» **GOAL**:
Can you rewrite the data from the line with "Target: white and blue sneaker" up to and including the end of the data, swapping "single point" for "single marker" and leaving everything else as it is?

[Object position labeling data]
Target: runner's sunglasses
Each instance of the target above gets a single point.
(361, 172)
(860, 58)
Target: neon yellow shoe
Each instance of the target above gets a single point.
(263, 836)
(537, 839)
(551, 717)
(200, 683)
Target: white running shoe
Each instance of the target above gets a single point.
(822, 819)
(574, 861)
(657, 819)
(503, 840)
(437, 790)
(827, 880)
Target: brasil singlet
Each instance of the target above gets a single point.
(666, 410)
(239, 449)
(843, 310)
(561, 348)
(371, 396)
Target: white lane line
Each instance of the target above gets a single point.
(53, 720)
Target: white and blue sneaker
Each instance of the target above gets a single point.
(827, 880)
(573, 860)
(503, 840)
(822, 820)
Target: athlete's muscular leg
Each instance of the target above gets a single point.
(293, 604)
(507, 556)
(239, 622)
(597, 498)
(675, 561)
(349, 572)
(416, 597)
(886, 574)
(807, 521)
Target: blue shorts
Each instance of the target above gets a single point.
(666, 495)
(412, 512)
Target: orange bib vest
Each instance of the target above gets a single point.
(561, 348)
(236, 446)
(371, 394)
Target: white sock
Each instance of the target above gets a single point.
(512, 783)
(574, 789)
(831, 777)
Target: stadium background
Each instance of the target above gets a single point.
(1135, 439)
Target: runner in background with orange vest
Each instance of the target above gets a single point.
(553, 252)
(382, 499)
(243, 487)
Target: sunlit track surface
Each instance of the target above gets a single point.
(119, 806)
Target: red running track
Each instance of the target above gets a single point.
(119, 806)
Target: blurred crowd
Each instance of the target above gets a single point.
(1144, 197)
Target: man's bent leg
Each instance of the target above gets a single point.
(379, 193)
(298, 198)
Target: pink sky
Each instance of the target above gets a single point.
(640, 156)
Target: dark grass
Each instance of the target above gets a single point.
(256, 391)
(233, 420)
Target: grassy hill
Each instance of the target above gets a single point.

» **EXERCISE RESPONSE**:
Target: white and blue sneaker
Each instance of the target above gets a single marker.
(827, 880)
(573, 860)
(503, 840)
(822, 820)
Target: athlete's muscular leg
Each instance of the target above gets a single marker.
(293, 604)
(507, 556)
(239, 622)
(597, 498)
(675, 561)
(349, 572)
(416, 597)
(886, 574)
(807, 521)
Target: blue shorts
Each instance of the target above gets a single marker.
(666, 495)
(412, 512)
Target: orange bib vest
Each instance of the target above gets a single marker.
(561, 348)
(236, 446)
(371, 394)
Target: white sock
Each instance of the target above gets a single marker.
(512, 783)
(574, 789)
(831, 777)
Target: stadium background
Each instance of the target above gets a single marker.
(1135, 439)
Target: runner in background with orange vest
Each instance of the target above gets a single marker.
(553, 252)
(382, 499)
(243, 487)
Target: sunlit track surface
Each instance of the target above gets a single marker.
(119, 806)
Target: red running track
Each instance of the target above gets a single marker.
(119, 806)
Target: blurred crowd
Each instance of the target above gets a single marker.
(1144, 197)
Target: man's bent leg
Each instance of the target above gets a single marker.
(379, 193)
(298, 198)
Target: pink sky
Each instance of the target above gets a single marker.
(640, 156)
Target: dark grass
Each instance of the target above gets a single marker.
(256, 391)
(233, 420)
Target: grassy hill
Each instance of the target above gets a single marker.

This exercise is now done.